Document section>
Prof. Jakelin in this video implies her great grandmother is indigenous but the researchers found nothing to back that claim. One might be inclined to tell Jakelin to in a non-academic way “cut the crap professor”.

And another academic who should cut the crap is Adjunct Professor Margo Neale (sorry, “Margo Ngawa Gurrawa Neale” as she calls herself) the senior Indigenous curator and adviser at the National Museum of Australia and head of the Centre for Indigenous Knowledges (sic).

The problem for Prof. Margo is that some Aboriginal people who did some digging found there was no reference to “Ngawa Gurrawa” in the Aboriginal dictionaries. Prof. Margo claims descent from several tribes and clans – the Kurnai/Gunai, the Kulin, the Gumbayngirr, the Northern Rivers tribes and even the Wuradjuri. But again the researchers helping Dark Emu were not able to locate any registered Aboriginal group that has formally recognised Margo Ngawa Neale as a member of their clan, family or tribe.

As well, other Dark Emu researchers used the public genealogical records and other evidence, constructed a family tree of Prof Neale which showed that none of her ancestors were Aboriginal, and came from England, Ireland or Wales. However, Karge does give her, and others, the benefit of the doubt that the family tree might not account for Aboriginal ancestry entering into the family line such as via a private or unrecorded adoption of an Aboriginal child or some undisclosed relationship.

As for Professor Kerrie Doyle, an Associate Dean for Indigenous Health at Western Sydney University, her claim to be a “mission-born Winnininni woman” is a huge embarrassment because no such tribe existed and in fact she was born in Papua New Guinea, which, well, might make her sort of indigenous.

Next on the Dark Emu list is Prof. Dennis Foley, Professor of Indigenous Entrepreneurship, Adjunct Professor, Canberra Business School, University of Canberra, Fullbright Scholar and Griffith University’s Outstanding First Peoples Alumnus, which is very impressive except for what researcher found: “Extensive genealogical investigations into his ‘matrilineal’ and ‘patrilineal’ connections has failed to find even one Aboriginal ancestor,” Dark Emu reports. That’s a real worry, given his academic titles and allegedly being among a “First Peoples Alumnus”.

Problem to work on> Copy the piece on academics' claimed Aboriginal ancestry from "As well, other" to "sort of indigenous.", putting "pedigree chart" wherever "family tree" appears.

Extracted entries>
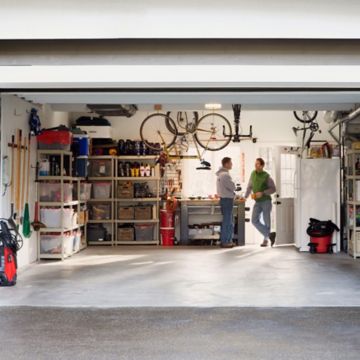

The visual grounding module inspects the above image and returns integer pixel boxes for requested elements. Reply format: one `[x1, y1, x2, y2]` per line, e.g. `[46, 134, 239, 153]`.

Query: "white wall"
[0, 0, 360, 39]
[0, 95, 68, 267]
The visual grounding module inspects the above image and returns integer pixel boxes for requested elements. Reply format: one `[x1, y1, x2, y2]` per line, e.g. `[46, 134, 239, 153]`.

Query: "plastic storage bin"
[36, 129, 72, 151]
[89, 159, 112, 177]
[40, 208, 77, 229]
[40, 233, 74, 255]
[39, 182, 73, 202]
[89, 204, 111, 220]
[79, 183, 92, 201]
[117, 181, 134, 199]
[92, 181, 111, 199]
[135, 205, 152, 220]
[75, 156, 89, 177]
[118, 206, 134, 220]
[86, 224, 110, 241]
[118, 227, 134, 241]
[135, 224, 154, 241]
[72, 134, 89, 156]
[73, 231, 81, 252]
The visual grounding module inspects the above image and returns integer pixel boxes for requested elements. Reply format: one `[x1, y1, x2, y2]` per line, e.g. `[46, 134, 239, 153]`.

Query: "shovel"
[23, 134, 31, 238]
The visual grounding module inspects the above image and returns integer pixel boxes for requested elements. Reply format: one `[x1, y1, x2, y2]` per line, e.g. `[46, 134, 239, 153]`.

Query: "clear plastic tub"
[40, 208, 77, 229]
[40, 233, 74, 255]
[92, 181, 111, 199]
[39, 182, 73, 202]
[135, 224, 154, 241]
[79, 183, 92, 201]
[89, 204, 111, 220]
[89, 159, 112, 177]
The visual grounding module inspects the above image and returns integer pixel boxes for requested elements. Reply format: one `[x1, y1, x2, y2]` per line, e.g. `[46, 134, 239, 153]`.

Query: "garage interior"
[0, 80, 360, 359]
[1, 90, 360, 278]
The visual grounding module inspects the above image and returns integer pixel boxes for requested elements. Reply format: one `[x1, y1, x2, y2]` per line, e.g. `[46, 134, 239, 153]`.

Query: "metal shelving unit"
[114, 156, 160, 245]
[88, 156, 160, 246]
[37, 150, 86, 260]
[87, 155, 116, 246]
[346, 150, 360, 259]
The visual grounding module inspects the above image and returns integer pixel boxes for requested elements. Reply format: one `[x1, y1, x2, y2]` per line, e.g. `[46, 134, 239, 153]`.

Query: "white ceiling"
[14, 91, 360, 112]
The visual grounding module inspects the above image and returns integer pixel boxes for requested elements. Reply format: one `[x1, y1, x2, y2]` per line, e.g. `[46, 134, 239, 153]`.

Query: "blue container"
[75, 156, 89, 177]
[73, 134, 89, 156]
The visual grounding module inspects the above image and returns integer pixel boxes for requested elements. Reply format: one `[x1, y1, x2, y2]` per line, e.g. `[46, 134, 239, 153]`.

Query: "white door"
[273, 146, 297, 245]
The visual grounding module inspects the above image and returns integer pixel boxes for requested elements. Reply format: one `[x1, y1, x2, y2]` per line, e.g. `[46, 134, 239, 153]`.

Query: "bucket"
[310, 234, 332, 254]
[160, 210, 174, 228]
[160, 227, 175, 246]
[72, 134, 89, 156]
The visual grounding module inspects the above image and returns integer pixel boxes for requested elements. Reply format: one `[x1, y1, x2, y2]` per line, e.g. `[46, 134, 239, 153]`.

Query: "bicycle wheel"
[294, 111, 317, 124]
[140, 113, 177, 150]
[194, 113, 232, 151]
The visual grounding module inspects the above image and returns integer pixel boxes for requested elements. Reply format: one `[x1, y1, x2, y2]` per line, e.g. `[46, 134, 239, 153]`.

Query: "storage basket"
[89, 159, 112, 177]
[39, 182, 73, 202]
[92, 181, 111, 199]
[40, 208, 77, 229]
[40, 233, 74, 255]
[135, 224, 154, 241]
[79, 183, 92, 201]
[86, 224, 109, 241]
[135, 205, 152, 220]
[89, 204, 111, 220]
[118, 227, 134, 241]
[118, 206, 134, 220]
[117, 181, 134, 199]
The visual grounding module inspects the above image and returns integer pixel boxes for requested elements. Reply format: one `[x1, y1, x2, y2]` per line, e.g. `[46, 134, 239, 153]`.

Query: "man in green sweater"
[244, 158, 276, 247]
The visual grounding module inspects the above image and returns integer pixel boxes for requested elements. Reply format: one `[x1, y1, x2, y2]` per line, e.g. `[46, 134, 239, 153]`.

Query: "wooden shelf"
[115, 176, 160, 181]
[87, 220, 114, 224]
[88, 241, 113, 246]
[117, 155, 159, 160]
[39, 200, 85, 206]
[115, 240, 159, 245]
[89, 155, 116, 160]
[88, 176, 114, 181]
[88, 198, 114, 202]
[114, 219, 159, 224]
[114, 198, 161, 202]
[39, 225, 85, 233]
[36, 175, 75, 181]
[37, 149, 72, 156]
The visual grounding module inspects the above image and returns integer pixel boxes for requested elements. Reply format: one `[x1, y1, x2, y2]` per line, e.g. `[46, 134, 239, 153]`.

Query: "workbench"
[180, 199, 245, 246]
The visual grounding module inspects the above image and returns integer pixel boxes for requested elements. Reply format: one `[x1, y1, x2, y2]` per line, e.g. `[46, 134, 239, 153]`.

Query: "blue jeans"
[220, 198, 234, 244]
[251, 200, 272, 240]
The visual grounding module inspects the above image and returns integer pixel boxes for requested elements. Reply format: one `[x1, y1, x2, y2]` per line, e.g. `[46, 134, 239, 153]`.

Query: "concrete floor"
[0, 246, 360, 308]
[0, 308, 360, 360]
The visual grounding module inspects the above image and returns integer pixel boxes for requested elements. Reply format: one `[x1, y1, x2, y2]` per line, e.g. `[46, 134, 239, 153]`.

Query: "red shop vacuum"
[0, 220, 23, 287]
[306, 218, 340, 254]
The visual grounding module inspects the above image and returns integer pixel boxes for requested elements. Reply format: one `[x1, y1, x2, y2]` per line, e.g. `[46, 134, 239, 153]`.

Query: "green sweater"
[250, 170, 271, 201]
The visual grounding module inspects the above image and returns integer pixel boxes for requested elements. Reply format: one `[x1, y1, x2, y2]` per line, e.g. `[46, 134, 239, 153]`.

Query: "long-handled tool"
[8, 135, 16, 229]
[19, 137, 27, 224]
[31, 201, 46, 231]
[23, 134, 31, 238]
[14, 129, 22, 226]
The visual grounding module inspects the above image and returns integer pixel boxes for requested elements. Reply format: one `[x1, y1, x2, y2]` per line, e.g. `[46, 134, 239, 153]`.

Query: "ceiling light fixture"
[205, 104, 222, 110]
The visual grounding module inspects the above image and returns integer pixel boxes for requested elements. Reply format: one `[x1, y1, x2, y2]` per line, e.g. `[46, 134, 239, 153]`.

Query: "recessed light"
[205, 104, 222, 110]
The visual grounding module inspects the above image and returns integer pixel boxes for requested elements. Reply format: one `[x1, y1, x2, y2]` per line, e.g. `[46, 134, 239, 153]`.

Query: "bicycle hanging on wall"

Exercise result>
As well, other Dark Emu researchers used the public genealogical records and other evidence, constructed a pedigree chart of Prof Neale which showed that none of her ancestors were Aboriginal, and came from England, Ireland or Wales. However, Karge does give her, and others, the benefit of the doubt that the pedigree chart might not account for Aboriginal ancestry entering into the family line such as via a private or unrecorded adoption of an Aboriginal child or some undisclosed relationship.

As for Professor Kerrie Doyle, an Associate Dean for Indigenous Health at Western Sydney University, her claim to be a “mission-born Winnininni woman” is a huge embarrassment because no such tribe existed and in fact she was born in Papua New Guinea, which, well, might make her sort of indigenous.